### QUOTED PASSAGE
Lockdown rules in the UK and Europe have been relaxing in recent weeks and many investment professionals are looking at how their future working lives may look like. Following on from our popular Working from Home series, we ask female members of the ESG community about lockdown habits, the prospect of returning to the office environment and adapted attitudes towards remote working
In this article, speak to Alice Farrer, portfolio manager at Sanlam.
How has the coronavirus affected your day-to-day work – from both a portfolio and workplace perspective?
My day-to-day work has continued and still involves the same key elements of portfolio management and client relationships management. However, my work ‘place’ totally changed overnight from being in a busy office of six in Chichester to working alone in our spare room at home. Although the physical shift of moving to work from home was a big one, I found that as a team we found new ways of keeping in touch and keeping that collaboration going while being physically separate. New online communication methods such as Microsoft Teams and Zoom, and the traditional telephone, have been key to us all staying in touch very regularly.

### MATERIAL SUPPLIED
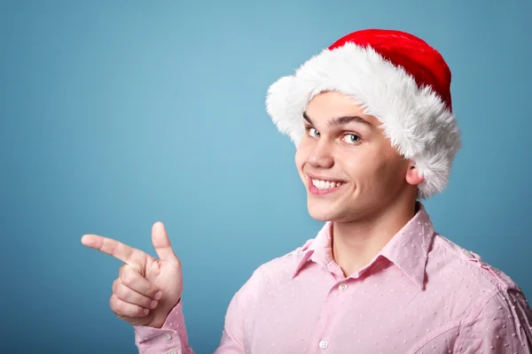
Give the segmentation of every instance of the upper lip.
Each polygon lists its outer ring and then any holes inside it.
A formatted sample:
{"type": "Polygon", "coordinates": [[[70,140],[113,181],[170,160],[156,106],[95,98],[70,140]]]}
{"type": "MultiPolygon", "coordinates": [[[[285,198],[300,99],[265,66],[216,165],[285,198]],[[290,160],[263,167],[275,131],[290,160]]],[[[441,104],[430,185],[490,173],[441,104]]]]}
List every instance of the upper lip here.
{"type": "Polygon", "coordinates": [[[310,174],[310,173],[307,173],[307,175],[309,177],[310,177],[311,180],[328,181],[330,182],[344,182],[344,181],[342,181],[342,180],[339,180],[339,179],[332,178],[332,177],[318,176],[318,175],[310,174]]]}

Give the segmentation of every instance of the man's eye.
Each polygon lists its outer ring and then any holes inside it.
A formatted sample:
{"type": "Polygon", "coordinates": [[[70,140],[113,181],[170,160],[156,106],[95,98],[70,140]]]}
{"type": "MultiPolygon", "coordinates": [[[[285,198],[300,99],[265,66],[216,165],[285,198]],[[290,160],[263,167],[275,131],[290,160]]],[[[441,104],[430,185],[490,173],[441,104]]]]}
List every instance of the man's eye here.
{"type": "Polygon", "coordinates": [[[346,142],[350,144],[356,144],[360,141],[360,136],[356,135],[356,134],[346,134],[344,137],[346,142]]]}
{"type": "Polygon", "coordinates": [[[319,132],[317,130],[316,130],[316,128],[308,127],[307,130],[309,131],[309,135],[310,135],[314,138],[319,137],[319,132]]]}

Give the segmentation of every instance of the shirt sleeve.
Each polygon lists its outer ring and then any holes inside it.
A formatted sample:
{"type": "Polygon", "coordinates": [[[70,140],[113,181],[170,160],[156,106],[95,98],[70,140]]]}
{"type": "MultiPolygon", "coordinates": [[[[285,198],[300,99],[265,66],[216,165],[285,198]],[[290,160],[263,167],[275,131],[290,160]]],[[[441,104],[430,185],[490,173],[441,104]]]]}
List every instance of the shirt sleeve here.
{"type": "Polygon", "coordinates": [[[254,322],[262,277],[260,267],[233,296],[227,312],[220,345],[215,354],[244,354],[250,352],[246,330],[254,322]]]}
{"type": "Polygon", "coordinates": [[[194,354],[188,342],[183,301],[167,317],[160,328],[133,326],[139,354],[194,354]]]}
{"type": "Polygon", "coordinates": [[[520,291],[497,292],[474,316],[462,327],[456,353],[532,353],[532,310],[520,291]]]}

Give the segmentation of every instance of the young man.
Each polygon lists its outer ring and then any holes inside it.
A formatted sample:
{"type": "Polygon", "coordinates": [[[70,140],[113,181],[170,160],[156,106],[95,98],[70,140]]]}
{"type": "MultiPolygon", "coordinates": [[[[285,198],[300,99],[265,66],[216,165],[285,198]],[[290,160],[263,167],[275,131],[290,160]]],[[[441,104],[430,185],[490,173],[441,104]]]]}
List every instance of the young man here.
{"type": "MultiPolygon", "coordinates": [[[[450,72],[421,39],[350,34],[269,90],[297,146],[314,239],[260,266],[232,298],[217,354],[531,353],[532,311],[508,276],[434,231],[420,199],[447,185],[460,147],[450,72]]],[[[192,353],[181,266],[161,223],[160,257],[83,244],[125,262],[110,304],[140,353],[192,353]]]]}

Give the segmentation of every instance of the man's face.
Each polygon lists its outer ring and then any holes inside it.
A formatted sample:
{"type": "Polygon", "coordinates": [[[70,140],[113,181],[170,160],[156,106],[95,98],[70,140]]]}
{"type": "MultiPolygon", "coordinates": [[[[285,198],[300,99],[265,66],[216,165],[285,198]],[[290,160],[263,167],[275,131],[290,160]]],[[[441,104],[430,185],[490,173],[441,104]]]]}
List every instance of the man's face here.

### TO DO
Rewrite the paragraph of the interview that begins "My day-to-day work has continued" as a short list that keeps its main facts. The records have nothing to do with the interview above.

### RESPONSE BOX
- The day-to-day work still covers portfolio management and client relationships management.
- The workplace changed overnight from a busy office of six in Chichester to working alone in a spare room at home.
- The team found new ways to stay in touch and keep collaborating while apart.
- Microsoft Teams, Zoom and the telephone were key to staying in touch regularly.